======== Supplied material

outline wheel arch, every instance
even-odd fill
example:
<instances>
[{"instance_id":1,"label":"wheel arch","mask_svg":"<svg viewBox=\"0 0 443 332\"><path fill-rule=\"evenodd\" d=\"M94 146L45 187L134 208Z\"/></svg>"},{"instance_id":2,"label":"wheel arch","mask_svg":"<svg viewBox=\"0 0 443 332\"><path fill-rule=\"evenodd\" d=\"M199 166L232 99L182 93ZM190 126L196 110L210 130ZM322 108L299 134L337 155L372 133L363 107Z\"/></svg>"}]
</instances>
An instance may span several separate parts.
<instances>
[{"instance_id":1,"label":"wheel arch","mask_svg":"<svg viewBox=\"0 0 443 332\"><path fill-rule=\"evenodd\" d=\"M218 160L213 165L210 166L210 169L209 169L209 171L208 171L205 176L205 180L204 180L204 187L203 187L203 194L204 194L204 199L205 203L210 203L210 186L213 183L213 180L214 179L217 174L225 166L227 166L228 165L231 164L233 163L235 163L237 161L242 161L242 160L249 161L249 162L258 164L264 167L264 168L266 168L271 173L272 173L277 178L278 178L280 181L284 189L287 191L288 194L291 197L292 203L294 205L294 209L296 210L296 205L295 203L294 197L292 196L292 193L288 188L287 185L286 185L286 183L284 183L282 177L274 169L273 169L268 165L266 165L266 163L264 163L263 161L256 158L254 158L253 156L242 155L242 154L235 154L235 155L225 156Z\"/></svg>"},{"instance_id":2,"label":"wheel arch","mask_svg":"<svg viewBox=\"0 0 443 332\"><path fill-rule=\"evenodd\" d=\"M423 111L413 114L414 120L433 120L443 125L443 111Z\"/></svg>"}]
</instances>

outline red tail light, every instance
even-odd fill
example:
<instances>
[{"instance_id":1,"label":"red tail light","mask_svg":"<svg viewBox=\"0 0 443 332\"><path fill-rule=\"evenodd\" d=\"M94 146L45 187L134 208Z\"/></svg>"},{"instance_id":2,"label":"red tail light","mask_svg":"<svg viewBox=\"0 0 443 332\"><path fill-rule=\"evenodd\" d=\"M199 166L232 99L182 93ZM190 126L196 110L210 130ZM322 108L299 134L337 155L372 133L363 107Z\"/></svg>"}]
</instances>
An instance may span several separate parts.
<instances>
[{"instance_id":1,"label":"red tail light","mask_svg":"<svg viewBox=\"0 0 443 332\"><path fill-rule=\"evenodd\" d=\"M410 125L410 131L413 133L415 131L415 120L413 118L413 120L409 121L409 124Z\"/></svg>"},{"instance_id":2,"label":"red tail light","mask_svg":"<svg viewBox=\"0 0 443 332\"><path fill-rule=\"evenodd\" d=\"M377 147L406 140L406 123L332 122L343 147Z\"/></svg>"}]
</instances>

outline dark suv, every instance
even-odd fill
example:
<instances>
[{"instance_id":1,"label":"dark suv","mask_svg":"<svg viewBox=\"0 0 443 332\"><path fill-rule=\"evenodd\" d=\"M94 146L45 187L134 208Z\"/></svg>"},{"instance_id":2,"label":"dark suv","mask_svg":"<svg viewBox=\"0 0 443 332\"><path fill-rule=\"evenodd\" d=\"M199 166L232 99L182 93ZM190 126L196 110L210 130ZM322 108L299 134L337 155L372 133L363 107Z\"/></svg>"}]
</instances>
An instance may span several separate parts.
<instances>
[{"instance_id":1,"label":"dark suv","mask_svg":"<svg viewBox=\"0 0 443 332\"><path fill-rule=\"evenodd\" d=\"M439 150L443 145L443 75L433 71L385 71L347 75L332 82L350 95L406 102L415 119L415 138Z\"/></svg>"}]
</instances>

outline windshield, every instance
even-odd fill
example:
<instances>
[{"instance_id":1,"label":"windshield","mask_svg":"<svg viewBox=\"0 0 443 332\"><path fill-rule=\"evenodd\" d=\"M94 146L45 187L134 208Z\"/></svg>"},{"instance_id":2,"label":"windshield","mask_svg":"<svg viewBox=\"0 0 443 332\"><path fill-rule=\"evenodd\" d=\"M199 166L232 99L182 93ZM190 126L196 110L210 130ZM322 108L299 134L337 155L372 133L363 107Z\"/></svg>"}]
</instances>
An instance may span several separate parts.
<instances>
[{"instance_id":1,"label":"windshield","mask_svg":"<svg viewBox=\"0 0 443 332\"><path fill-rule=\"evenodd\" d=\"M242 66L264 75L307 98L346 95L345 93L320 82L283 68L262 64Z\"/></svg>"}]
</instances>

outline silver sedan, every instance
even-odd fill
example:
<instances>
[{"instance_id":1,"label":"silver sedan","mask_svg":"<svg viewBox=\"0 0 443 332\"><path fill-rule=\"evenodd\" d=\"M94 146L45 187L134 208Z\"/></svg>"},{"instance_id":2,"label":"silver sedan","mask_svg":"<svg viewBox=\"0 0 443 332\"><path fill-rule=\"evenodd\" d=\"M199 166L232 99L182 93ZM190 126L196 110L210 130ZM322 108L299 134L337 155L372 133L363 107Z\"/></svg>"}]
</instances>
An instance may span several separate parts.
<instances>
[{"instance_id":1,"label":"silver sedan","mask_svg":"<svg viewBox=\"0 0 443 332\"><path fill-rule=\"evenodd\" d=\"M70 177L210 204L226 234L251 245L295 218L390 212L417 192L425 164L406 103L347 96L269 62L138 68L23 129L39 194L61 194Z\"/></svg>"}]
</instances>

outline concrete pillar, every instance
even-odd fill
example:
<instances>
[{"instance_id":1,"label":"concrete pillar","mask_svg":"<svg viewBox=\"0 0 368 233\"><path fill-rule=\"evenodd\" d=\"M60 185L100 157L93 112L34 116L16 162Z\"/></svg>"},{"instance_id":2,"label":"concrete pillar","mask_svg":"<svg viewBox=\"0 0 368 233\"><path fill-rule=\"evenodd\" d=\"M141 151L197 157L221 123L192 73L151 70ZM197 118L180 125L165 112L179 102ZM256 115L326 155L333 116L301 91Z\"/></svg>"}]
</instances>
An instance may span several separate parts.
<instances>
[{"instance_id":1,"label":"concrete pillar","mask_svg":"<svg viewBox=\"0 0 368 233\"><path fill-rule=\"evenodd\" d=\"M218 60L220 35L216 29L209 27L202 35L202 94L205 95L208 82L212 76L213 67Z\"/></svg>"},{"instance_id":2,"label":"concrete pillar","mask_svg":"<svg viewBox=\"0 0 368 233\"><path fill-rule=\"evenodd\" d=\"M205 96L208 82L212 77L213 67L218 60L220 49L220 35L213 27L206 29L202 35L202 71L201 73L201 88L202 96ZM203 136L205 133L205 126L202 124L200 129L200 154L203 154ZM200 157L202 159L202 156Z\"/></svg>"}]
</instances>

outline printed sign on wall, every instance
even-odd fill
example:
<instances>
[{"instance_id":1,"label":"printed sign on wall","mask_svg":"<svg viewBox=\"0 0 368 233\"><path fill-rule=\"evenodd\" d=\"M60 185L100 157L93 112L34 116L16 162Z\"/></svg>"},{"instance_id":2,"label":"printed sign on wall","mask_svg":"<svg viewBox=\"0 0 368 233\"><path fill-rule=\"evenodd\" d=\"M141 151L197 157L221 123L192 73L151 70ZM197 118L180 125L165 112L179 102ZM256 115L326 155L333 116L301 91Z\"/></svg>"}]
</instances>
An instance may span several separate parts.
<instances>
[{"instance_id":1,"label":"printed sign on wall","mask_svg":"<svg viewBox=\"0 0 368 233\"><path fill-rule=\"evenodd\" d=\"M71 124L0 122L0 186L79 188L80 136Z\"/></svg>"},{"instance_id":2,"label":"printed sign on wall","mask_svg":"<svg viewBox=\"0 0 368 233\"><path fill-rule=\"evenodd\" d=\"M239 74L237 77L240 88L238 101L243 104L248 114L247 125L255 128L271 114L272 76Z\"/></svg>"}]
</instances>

================

_Directive_: Write out every entry above, word for word.

_Completed exercise_:
outline wheel arch, every instance
even-odd fill
example:
<instances>
[{"instance_id":1,"label":"wheel arch","mask_svg":"<svg viewBox=\"0 0 443 332\"><path fill-rule=\"evenodd\" d=\"M94 146L45 187L134 208Z\"/></svg>"},{"instance_id":2,"label":"wheel arch","mask_svg":"<svg viewBox=\"0 0 443 332\"><path fill-rule=\"evenodd\" d=\"M199 166L232 99L182 93ZM190 126L196 110L210 130ZM322 108L299 134L337 155L372 133L363 107Z\"/></svg>"}]
</instances>
An instance may span several separate parts.
<instances>
[{"instance_id":1,"label":"wheel arch","mask_svg":"<svg viewBox=\"0 0 443 332\"><path fill-rule=\"evenodd\" d=\"M218 160L213 165L210 166L210 169L209 169L209 171L208 171L205 176L205 180L204 180L204 187L203 187L203 194L204 194L204 199L205 203L210 203L210 186L213 183L213 180L214 179L217 174L225 166L227 166L228 165L231 164L233 163L235 163L237 161L242 161L242 160L249 161L249 162L258 164L264 167L264 168L266 168L271 173L272 173L277 178L278 178L280 181L284 189L287 191L288 194L291 197L292 203L294 205L294 209L296 210L296 205L295 203L294 197L292 196L292 193L288 188L287 185L286 185L286 183L284 183L282 177L274 169L273 169L268 165L266 165L266 163L264 163L263 161L256 158L254 158L253 156L242 155L242 154L235 154L235 155L225 156Z\"/></svg>"},{"instance_id":2,"label":"wheel arch","mask_svg":"<svg viewBox=\"0 0 443 332\"><path fill-rule=\"evenodd\" d=\"M423 111L413 114L414 120L433 120L443 125L443 111Z\"/></svg>"}]
</instances>

outline red tail light, every instance
even-odd fill
example:
<instances>
[{"instance_id":1,"label":"red tail light","mask_svg":"<svg viewBox=\"0 0 443 332\"><path fill-rule=\"evenodd\" d=\"M94 146L45 187L134 208Z\"/></svg>"},{"instance_id":2,"label":"red tail light","mask_svg":"<svg viewBox=\"0 0 443 332\"><path fill-rule=\"evenodd\" d=\"M199 166L232 99L182 93ZM190 126L196 110L210 130ZM322 108L299 134L337 155L372 133L363 107Z\"/></svg>"}]
</instances>
An instance may span several separate parts.
<instances>
[{"instance_id":1,"label":"red tail light","mask_svg":"<svg viewBox=\"0 0 443 332\"><path fill-rule=\"evenodd\" d=\"M410 125L410 131L413 133L415 131L415 120L413 118L413 120L409 121L409 124Z\"/></svg>"},{"instance_id":2,"label":"red tail light","mask_svg":"<svg viewBox=\"0 0 443 332\"><path fill-rule=\"evenodd\" d=\"M377 147L406 140L406 123L332 122L343 147Z\"/></svg>"}]
</instances>

outline dark suv, every instance
even-odd fill
example:
<instances>
[{"instance_id":1,"label":"dark suv","mask_svg":"<svg viewBox=\"0 0 443 332\"><path fill-rule=\"evenodd\" d=\"M94 146L45 187L134 208Z\"/></svg>"},{"instance_id":2,"label":"dark suv","mask_svg":"<svg viewBox=\"0 0 443 332\"><path fill-rule=\"evenodd\" d=\"M199 166L232 99L182 93ZM190 126L196 110L210 130ZM322 108L299 134L337 155L372 133L363 107Z\"/></svg>"}]
</instances>
An instance may span several separate parts.
<instances>
[{"instance_id":1,"label":"dark suv","mask_svg":"<svg viewBox=\"0 0 443 332\"><path fill-rule=\"evenodd\" d=\"M439 150L443 145L443 75L433 71L385 71L347 75L332 82L350 95L406 102L415 119L415 138Z\"/></svg>"}]
</instances>

outline windshield, every instance
even-odd fill
example:
<instances>
[{"instance_id":1,"label":"windshield","mask_svg":"<svg viewBox=\"0 0 443 332\"><path fill-rule=\"evenodd\" d=\"M94 146L45 187L134 208Z\"/></svg>"},{"instance_id":2,"label":"windshield","mask_svg":"<svg viewBox=\"0 0 443 332\"><path fill-rule=\"evenodd\" d=\"M199 166L232 99L182 93ZM190 126L196 110L210 130ZM322 108L299 134L337 155L372 133L363 107Z\"/></svg>"}]
</instances>
An instance may span several separate parts.
<instances>
[{"instance_id":1,"label":"windshield","mask_svg":"<svg viewBox=\"0 0 443 332\"><path fill-rule=\"evenodd\" d=\"M242 66L264 75L307 98L346 95L345 93L320 82L283 68L262 64Z\"/></svg>"}]
</instances>

outline silver sedan, every instance
even-odd fill
example:
<instances>
[{"instance_id":1,"label":"silver sedan","mask_svg":"<svg viewBox=\"0 0 443 332\"><path fill-rule=\"evenodd\" d=\"M94 146L45 187L134 208Z\"/></svg>"},{"instance_id":2,"label":"silver sedan","mask_svg":"<svg viewBox=\"0 0 443 332\"><path fill-rule=\"evenodd\" d=\"M199 166L232 99L182 93ZM190 126L196 110L210 130ZM322 108L299 134L337 155L372 133L363 107Z\"/></svg>"}]
</instances>
An instance may span several separate parts.
<instances>
[{"instance_id":1,"label":"silver sedan","mask_svg":"<svg viewBox=\"0 0 443 332\"><path fill-rule=\"evenodd\" d=\"M70 177L210 204L226 234L251 245L295 218L390 212L417 192L425 164L406 103L347 96L269 62L138 68L23 129L39 194L61 194Z\"/></svg>"}]
</instances>

outline concrete pillar, every instance
even-odd fill
example:
<instances>
[{"instance_id":1,"label":"concrete pillar","mask_svg":"<svg viewBox=\"0 0 368 233\"><path fill-rule=\"evenodd\" d=\"M60 185L100 157L93 112L34 116L16 162Z\"/></svg>"},{"instance_id":2,"label":"concrete pillar","mask_svg":"<svg viewBox=\"0 0 368 233\"><path fill-rule=\"evenodd\" d=\"M141 151L197 157L221 123L192 73L151 70ZM197 118L180 125L165 112L179 102ZM256 115L326 155L333 116L301 91Z\"/></svg>"}]
</instances>
An instance may span several separate parts.
<instances>
[{"instance_id":1,"label":"concrete pillar","mask_svg":"<svg viewBox=\"0 0 368 233\"><path fill-rule=\"evenodd\" d=\"M218 60L220 35L216 29L209 27L202 35L202 94L205 95L208 82L212 76L213 67Z\"/></svg>"},{"instance_id":2,"label":"concrete pillar","mask_svg":"<svg viewBox=\"0 0 368 233\"><path fill-rule=\"evenodd\" d=\"M205 96L208 82L212 77L213 67L218 60L220 49L220 35L213 27L206 29L202 35L202 71L201 73L201 88L202 96ZM203 136L205 133L205 126L202 124L200 129L200 154L203 154ZM200 157L202 159L202 156Z\"/></svg>"}]
</instances>

outline printed sign on wall, every instance
even-odd fill
example:
<instances>
[{"instance_id":1,"label":"printed sign on wall","mask_svg":"<svg viewBox=\"0 0 368 233\"><path fill-rule=\"evenodd\" d=\"M60 185L100 157L93 112L34 116L16 162Z\"/></svg>"},{"instance_id":2,"label":"printed sign on wall","mask_svg":"<svg viewBox=\"0 0 368 233\"><path fill-rule=\"evenodd\" d=\"M141 151L197 157L221 123L192 73L151 70ZM197 118L180 125L165 112L179 102ZM256 115L326 155L333 116L301 91Z\"/></svg>"}]
</instances>
An instance may span several separate parts.
<instances>
[{"instance_id":1,"label":"printed sign on wall","mask_svg":"<svg viewBox=\"0 0 368 233\"><path fill-rule=\"evenodd\" d=\"M71 124L0 122L0 186L79 188L80 136Z\"/></svg>"},{"instance_id":2,"label":"printed sign on wall","mask_svg":"<svg viewBox=\"0 0 368 233\"><path fill-rule=\"evenodd\" d=\"M239 74L237 77L240 88L238 101L243 104L248 114L247 125L255 128L271 114L272 76Z\"/></svg>"}]
</instances>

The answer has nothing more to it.